How to generate multiple pseudorandom number generators?

1

I’m translating some code from another framework into pytorch and they have a specific use-case of generating some data while training the model.

So, the scenario goes like this:

rngs_reserve = 10K
random.seed(seed)
np.random.seed(seed)
rng_seq = PRNGSequence(seed)
rng_seq.reserve(rngs_reserve) # reserve 10000 PRNG keys

# training loop
for step in steps: # run for 10K steps
    data = sample_batch(next(rng_seq), ....) # this uses random generation e.g. torch.randint(generator=rng)
    output = model(data)
    .
    .
    .

As you can notice the rng_seq is an iterator which every time returns a new pseudorandom key which is then passed on to the function generating random numbers, e.g., torch.randint(generator=rng).

So my attempt at converting this into pytorch is the following:

random.seed(seed)
np.random.seed(seed)

▸ Problem to solve: Carry the forum post about generating multiple pseudorandom number generators in PyTorch forward from its final line. The material after this post has no connection to it.

▸ Provided material:
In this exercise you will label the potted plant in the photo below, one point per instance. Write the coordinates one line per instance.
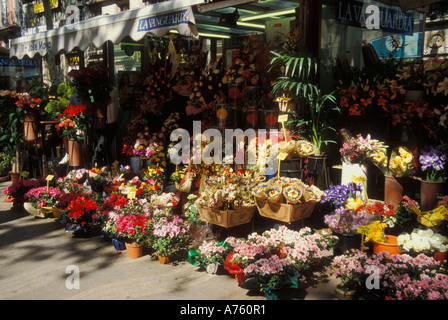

▸ Expected answer:
torch.manual_seed(seed)

# training loop
for step in steps: # run for 10K steps
    rng = torch.Generator()
    data = sample_batch(rng, ....) # this uses random generation e.g. torch.randint(generator=rng)
    output = model(data)
    .
    .
    .

Questions:
Is this approach faithfully following the original approach?
The goal is to generate diverse data samples during the training so that we minimize overlap between samples generated on the fly, is there a better way to achieve this?

2

Hi Kirk!

The short story is that you really don’t want to use multiple pseudorandom
number generators. (Doing so can perversely make your numbers less
pseudorandom.) For most use cases, it will likely be best to use pytorch’s
global random number generator as it is automatically called by pytorch’s
various random functions.

(Distributed processing is a case where it makes sense to have multiple
random number generators running on multiple processors.)

To answer your specific question: Yes, you can do something like this, but
you need to initialize each instance of rng. You can call rng.seed() to
initialize each rng instance to some sort of “random” seed, or you can call
rng.manual_seed (seed) to initialize rng to your specific choice for seed.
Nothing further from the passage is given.